Input »
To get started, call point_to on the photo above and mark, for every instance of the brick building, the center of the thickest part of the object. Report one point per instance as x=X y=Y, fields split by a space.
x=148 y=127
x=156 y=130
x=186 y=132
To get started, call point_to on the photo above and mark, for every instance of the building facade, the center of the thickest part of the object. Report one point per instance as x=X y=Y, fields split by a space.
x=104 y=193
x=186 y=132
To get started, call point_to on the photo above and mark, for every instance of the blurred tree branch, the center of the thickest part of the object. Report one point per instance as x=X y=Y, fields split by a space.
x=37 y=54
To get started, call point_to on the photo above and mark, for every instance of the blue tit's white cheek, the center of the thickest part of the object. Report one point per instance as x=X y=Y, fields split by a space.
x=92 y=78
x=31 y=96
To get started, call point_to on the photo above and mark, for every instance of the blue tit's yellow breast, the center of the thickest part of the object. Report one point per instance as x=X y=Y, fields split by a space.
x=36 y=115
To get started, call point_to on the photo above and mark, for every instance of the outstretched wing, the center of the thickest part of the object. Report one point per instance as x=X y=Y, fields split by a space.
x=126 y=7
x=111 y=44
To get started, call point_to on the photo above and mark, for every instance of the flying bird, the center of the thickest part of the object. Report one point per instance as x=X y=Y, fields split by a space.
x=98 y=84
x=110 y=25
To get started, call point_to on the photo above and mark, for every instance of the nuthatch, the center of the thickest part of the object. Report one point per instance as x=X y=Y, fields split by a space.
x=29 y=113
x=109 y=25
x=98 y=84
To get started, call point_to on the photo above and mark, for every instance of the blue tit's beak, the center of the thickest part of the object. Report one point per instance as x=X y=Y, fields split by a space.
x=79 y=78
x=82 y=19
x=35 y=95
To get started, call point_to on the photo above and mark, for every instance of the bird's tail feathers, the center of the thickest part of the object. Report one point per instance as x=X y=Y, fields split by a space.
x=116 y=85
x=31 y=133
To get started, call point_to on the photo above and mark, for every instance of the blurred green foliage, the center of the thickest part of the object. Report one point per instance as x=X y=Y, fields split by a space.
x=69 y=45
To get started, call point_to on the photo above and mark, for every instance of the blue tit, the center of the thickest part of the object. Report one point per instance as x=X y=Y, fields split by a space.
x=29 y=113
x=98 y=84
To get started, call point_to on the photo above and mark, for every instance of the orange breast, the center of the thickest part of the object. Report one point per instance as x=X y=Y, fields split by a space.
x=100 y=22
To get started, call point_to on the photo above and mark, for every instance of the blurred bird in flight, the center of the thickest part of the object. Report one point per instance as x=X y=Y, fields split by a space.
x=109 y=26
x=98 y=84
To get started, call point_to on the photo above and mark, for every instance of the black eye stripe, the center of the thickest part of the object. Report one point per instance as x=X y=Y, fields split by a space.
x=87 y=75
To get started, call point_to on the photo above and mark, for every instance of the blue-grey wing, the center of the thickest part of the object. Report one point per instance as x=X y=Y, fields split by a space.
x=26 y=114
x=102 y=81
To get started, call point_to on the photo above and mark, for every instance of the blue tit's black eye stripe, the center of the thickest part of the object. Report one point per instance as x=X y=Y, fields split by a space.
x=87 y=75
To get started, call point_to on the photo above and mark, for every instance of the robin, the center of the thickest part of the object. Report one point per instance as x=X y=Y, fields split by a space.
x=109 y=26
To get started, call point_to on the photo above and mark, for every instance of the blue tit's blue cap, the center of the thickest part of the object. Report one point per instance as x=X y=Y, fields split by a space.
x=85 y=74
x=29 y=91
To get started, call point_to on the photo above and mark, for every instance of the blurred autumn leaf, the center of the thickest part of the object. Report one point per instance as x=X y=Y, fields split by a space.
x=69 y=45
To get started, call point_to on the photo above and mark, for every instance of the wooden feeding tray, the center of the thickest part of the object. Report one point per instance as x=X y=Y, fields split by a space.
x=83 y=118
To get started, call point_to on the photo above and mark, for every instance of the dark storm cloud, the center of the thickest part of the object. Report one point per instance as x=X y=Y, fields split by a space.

Exercise goal » Exactly as written, give the line containing "blue tit's blue" and all remaining lines of the records.

Result »
To get started, call point_to on the photo above and mark, for every instance of the blue tit's blue cap, the center of the thickest part of the object. Report one point per instance as x=X y=Y, fields split by a space.
x=85 y=74
x=29 y=91
To get started, call point_to on the photo above and mark, for every instance of the blurred autumn leaf, the center of the thickest part of the object. Report one point per instance as x=X y=Y, fields split by a space.
x=69 y=45
To get started, call point_to on the photo above and mark, for every instance of the wooden feeding tray, the center of the thickest part of the object. Report one point per instance as x=X y=Y, fields split by a space.
x=83 y=118
To get started, call point_to on the photo above and mark, for every instance of the dark storm cloud, the center of the thickest part of the object. Report one point per instance as x=X y=Y, fields split by a space.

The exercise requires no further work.